[Collected data entries]
========================
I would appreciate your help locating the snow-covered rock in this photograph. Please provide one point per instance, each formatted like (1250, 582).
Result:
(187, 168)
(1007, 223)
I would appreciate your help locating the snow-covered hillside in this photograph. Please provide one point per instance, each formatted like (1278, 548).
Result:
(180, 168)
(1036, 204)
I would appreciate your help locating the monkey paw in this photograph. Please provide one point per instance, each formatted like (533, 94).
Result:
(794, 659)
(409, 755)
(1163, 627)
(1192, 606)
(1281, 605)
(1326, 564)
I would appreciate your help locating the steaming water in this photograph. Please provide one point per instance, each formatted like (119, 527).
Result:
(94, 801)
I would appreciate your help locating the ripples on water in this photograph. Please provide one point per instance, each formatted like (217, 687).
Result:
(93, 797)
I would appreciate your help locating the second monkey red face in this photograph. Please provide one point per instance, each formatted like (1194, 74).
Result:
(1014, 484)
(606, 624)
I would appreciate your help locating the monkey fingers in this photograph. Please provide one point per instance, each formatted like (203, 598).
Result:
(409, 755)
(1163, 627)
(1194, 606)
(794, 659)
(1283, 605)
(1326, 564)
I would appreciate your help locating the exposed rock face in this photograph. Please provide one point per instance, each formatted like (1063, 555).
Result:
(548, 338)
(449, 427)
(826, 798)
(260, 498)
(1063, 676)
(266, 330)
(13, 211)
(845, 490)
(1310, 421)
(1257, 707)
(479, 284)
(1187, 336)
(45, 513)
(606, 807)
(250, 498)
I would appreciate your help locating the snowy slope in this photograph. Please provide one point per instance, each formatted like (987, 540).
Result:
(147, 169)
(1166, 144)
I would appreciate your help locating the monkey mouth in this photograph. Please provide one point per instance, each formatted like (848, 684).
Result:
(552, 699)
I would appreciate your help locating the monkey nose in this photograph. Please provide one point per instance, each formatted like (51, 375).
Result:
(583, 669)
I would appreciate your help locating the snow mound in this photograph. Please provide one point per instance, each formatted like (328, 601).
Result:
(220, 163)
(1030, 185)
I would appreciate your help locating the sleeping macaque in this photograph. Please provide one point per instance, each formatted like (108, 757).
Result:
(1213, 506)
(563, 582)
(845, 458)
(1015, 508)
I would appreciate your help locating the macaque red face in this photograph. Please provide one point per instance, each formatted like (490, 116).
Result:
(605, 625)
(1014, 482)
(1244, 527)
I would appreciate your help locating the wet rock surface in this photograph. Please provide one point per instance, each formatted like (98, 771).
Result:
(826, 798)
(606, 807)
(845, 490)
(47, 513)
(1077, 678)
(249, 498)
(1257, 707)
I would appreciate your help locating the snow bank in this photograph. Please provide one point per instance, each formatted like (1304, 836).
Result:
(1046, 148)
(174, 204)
========================
[TASK OBJECTIVE]
Rewrite the records from the line containing "I would appreciate your help locating the sleeping" through the end of the records, replacing "macaque" with "monkey" and keeping everything else unchanged.

[RESULT]
I would appreciate your help locating the sleeping monkey in this photograph. Please provide one point per instance, each formatted like (108, 757).
Result:
(1213, 506)
(563, 582)
(845, 458)
(1015, 508)
I would appreciate your help locating the monkey red face in this photograph. Please provide one point per instance, each formatted like (490, 116).
Result:
(605, 625)
(1014, 482)
(1244, 527)
I would appreciate your help locating the wet rock surface in this photograph. Please provide one point per instance, each formatted like (98, 771).
Result:
(826, 798)
(606, 807)
(845, 490)
(47, 513)
(1077, 678)
(249, 498)
(1257, 707)
I would appreciate your help locating the snow bank in this photograph. Please provide one point per instance, each formatted like (1304, 836).
Result:
(1046, 148)
(174, 204)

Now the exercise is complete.